* **Документ**:
И мило, добродушно улыбается. Абдулла говорит очень и очень забавно. Он говорит «снапери» и др.
— Весь землем засипали, немца ротным минам била, начал пулем била…
Фрицев считает штуками. О последней жертве так рассказал:
— Немца смотрела в труба. Знаешь, труба такой?
— Знаю, знаю, Абдулла, это стереотруба.
— Да, стерватруба. И вот я — пук! Она верых нагама! Ну, Чапай, говорила каман-дыра, ты метко стирляешь. А чего же, говорю, иха жалети…
Чудил Чапай здорово… Мы с Николаем хохотали до упаду.
— Чапай, знаешь ли, на какой колокольне ты сидишь? — спрашивает Николай.
Николай становится на стул и вилкой показывает. На стене картина «Вид Успенской Святогорской общинной пустыни»… Николай показывает вилкой монастырь:
— Вот здесь, Абдулла.
— Эге, вот куда мы забрался, — заинтересованно говорит он. А потом удивленно: — А где же памятник Артема?
Мне кажется искренне детским его вопрос.
— Чапай, дорогой, ведь эту картину монахи рисовали 50 лет тому назад, а памятник Артему 15 лет стоит. Тут его нет.
Абдулла понимает и, улыбаясь, качает головой. Согласен.
…К ночи трое полезли к Артему. Я взял лимонку, и, кроме нее и пистолета, у меня ничего на вооружении не было. Добрались до Артема. Луна. Артем весь издырявлен пулями и осколками. До немецкой обороны 40 метров. Монастырь рядом. Чапай Абдулла со своей неизменной улыбкой пожелал нам всего хорошего и полез на «охоту».

* **Записанные данные**:

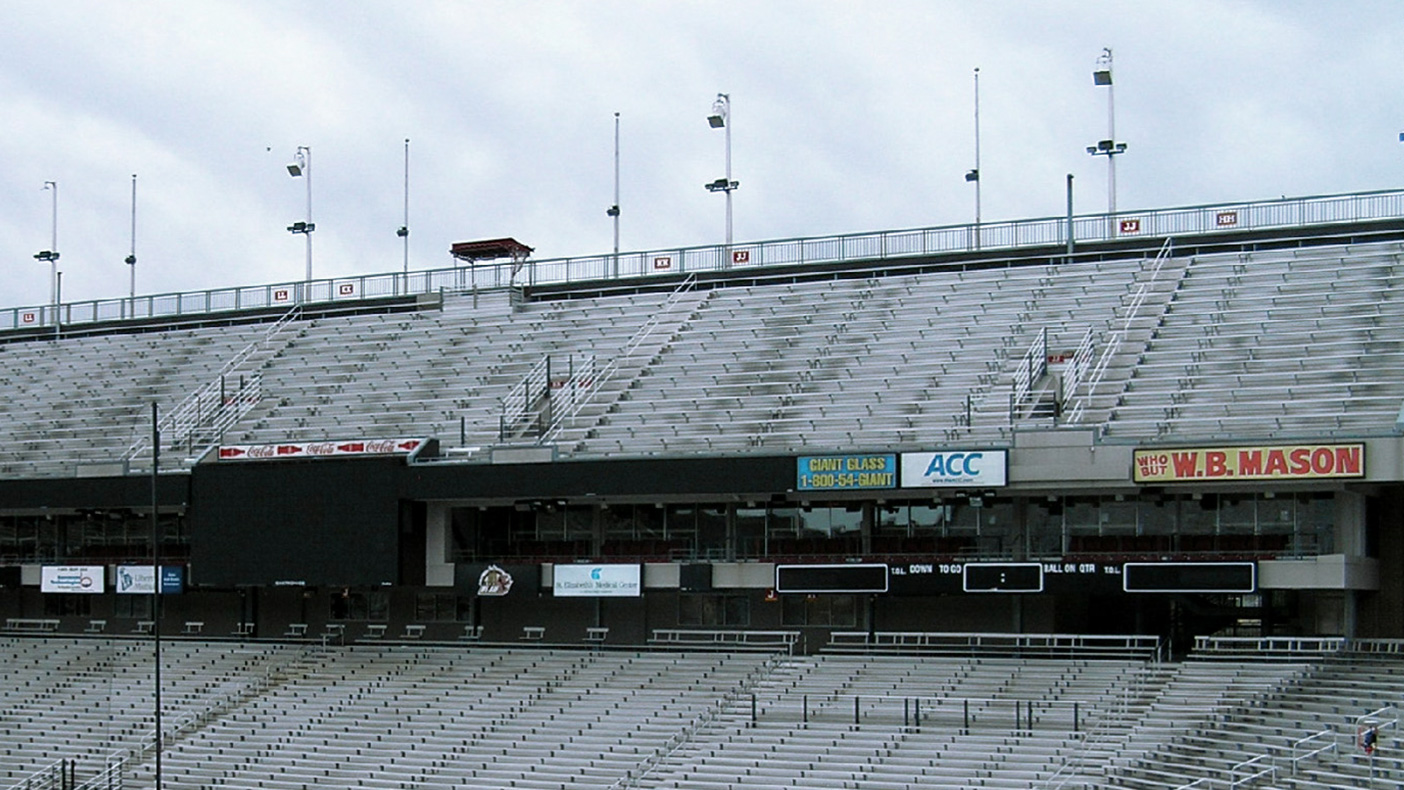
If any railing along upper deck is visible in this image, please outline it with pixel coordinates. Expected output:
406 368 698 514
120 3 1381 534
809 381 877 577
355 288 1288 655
0 189 1404 331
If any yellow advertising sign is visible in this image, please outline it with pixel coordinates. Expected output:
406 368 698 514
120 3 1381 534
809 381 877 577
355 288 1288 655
1132 443 1365 483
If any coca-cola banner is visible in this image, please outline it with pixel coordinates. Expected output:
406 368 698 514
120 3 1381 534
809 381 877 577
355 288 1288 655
218 438 427 460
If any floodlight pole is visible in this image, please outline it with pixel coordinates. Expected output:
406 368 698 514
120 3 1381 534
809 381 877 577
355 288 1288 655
966 66 980 250
1087 48 1126 231
298 146 312 285
717 94 734 250
152 403 164 790
288 146 317 287
396 138 410 277
706 93 741 259
605 112 619 276
35 181 59 312
125 173 136 317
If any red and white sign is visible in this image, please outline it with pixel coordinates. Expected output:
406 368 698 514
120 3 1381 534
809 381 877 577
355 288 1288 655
218 439 425 460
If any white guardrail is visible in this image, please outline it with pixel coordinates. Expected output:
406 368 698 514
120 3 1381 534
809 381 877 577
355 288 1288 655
0 189 1404 331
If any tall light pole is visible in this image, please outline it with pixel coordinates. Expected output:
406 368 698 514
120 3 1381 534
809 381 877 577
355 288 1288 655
605 112 619 276
706 93 741 255
34 181 59 314
125 173 136 310
398 138 410 277
1087 48 1126 225
288 146 317 283
966 66 980 250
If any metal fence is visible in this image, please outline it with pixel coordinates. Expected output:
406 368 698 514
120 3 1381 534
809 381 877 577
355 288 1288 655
0 189 1404 331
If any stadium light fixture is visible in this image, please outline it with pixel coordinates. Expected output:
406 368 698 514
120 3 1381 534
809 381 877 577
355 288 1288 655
395 138 410 280
1087 48 1126 224
288 146 317 282
706 93 741 253
34 181 59 314
122 173 136 310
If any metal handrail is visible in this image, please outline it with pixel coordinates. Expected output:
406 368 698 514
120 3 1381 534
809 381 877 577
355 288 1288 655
122 306 302 462
0 189 1404 331
541 275 696 442
1068 237 1174 422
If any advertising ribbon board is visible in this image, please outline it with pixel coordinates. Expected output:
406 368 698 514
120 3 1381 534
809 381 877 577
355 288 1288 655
550 565 643 598
901 450 1009 488
39 565 107 594
1132 443 1365 483
795 453 897 491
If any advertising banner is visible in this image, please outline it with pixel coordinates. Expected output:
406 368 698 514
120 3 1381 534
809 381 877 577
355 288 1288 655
115 565 185 595
161 565 185 595
215 439 425 460
795 453 897 491
117 565 156 595
901 450 1009 488
1132 443 1365 483
39 565 105 594
550 565 643 598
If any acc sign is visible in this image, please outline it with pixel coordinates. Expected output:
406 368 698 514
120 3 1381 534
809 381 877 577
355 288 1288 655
1132 443 1365 483
901 450 1009 488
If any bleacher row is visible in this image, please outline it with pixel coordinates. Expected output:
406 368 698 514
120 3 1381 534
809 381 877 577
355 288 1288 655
0 243 1404 476
0 637 1404 790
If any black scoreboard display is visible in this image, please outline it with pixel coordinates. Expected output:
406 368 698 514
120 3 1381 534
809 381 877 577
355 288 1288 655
962 563 1043 592
775 563 887 592
1122 563 1258 592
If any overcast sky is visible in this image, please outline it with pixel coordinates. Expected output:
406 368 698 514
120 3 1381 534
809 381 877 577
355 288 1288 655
0 0 1404 306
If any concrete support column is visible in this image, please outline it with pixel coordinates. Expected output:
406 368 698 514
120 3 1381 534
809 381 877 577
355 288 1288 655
424 502 453 587
1335 491 1366 638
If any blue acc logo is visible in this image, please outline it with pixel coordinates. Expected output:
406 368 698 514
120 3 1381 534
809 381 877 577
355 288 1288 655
901 450 1008 488
925 453 984 477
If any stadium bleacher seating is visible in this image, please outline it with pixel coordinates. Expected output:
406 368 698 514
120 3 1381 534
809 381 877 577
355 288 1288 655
0 636 1404 790
0 243 1404 476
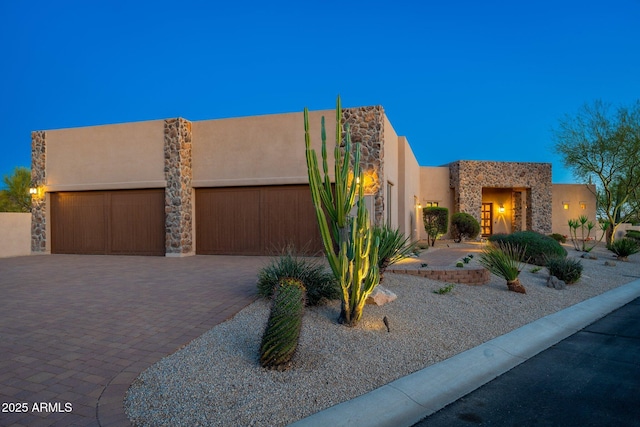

* **Цель задания**:
Ответьте по документу на три вопроса:
1. Как Абдулла называет стереотрубу?
2. Какое название носит картина на стене?
3. Какое расстояние указано от Артема до немецкой обороны?
Строки для работы с документом не понадобятся.

* **Полный ответ**:
1. «Стерватруба».
2. «Вид Успенской Святогорской общинной пустыни».
3. 40 метров.